# Apple iOS 7



## Bristle Hound (May 31, 2009)

Apple iOS 7 out this Autumn

Interesting ...

http://www.apple.com/uk/ios/ios7/

Sent from my iPad


----------



## vRS Carl (Aug 14, 2011)

I'm running it at the moment and i like it quite a lot. I couldn't go back to iOS 6 now.


----------



## Johnny_B (Feb 3, 2013)

I wonder what wont work this time lols

I sent this on my ace 2


----------



## Fiesta-125 (Mar 18, 2012)

As much as I like iOS 6 it does feel out dated. They haven't changed the design drastically since I started on iOS 4. iOS 7 to me has been stripped down, and not fancy. The icons are all very contemporary looking. I like it. I'm know of a developer who has it and from some screens it looks awesome and cannot wait for it.


----------



## vRS Carl (Aug 14, 2011)

Here is mine running on it. The latest Beta improved signal reception massively as you can see from the two screenshots.

If anyone wants to know how an App looks just give me a shout and i'll post up a screenshot (assuming i have the app)


----------



## Will-S (Jun 5, 2007)

Good to know it boosts signal. I am on 3 and my signal is crap at times on my i5

How did you get hold of it?


----------



## LeadFarmer (Feb 23, 2011)

Im looking forward to this being released to the masses. Will it be possible to revert back if I dont like it?


----------



## vRS Carl (Aug 14, 2011)

Will-S said:


> Good to know it boosts signal. I am on 3 and my signal is crap at times on my i5
> 
> How did you get hold of it?


I'm a bit of an Apple Geek so i have a developer account. :thumb:


----------



## vRS Carl (Aug 14, 2011)

I have it on the iPad 3 as well if any one needs iPad screenshots.


----------



## R14CKE (Aug 10, 2012)

How did u manage get hold of the beta version?


----------



## vRS Carl (Aug 14, 2011)

R14CKE said:


> How did u manage get hold of the beta version?





vRS Carl said:


> I'm a bit of an Apple Geek so i have a developer account. :thumb:


:thumb:


----------



## Will_G (Jan 23, 2012)

How can the software boost the signal?! Other than giving you a different reading as to what you believe the signal is


----------



## vRS Carl (Aug 14, 2011)

Required work
- a) List every distinct username that posts in the iOS 7 thread.
- b) In the iOS 7 thread, how does vRS Carl say he got hold of the software?
- c) Please transcribe the iOS 7 thread, starting with "http://www.apple.com/uk/ios/ios7/" and going on through "to iOS 6 now.".

Supplied entries
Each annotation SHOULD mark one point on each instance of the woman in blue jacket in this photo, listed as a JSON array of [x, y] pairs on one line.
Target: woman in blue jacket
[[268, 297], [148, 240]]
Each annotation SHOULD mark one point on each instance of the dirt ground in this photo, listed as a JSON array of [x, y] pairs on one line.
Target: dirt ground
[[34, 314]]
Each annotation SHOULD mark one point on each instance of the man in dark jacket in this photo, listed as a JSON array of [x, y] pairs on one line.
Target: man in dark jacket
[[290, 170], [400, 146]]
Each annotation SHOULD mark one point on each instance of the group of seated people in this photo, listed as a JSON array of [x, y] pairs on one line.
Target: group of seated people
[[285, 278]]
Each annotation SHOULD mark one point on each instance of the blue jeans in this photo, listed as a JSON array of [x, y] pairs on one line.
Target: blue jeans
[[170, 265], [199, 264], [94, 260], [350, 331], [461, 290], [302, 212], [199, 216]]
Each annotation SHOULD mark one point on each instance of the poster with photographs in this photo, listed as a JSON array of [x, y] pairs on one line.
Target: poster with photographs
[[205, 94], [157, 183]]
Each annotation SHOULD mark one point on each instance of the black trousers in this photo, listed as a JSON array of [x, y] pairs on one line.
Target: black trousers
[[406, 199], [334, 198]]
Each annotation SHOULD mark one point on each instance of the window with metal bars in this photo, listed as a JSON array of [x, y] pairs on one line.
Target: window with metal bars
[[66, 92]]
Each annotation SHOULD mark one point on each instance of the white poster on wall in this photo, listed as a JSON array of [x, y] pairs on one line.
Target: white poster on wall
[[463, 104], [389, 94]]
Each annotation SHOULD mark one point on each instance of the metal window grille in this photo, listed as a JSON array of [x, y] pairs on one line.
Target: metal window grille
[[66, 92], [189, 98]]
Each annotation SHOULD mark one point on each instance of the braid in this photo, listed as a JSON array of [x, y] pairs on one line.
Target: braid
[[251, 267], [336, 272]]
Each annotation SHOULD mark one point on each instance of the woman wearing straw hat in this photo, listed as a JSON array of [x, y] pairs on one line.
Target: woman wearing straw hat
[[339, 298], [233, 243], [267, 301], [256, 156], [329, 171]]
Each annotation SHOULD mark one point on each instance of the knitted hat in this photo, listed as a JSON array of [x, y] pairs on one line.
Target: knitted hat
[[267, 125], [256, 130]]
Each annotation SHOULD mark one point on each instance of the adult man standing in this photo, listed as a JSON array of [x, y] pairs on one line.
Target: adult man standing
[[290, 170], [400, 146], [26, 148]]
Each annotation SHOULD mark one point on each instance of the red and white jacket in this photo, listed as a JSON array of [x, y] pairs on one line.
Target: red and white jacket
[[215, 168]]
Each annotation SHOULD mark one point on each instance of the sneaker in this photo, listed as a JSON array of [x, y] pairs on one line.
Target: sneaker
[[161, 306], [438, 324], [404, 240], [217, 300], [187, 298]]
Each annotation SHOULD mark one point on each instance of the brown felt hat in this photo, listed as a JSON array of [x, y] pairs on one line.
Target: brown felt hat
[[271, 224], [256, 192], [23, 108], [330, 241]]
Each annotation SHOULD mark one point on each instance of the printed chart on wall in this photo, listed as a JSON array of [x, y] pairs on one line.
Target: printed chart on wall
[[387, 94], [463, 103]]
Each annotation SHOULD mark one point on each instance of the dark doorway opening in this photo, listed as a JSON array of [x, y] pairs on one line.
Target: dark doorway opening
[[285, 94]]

Replies
- a) Bristle Hound, vRS Carl, Johnny_B, Fiesta-125, Will-S, LeadFarmer, R14CKE, Will_G

- b) He has a developer account.

- c)
http://www.apple.com/uk/ios/ios7/

Sent from my iPad


----------



## vRS Carl (Aug 14, 2011)

I'm running it at the moment and i like it quite a lot. I couldn't go back to iOS 6 now.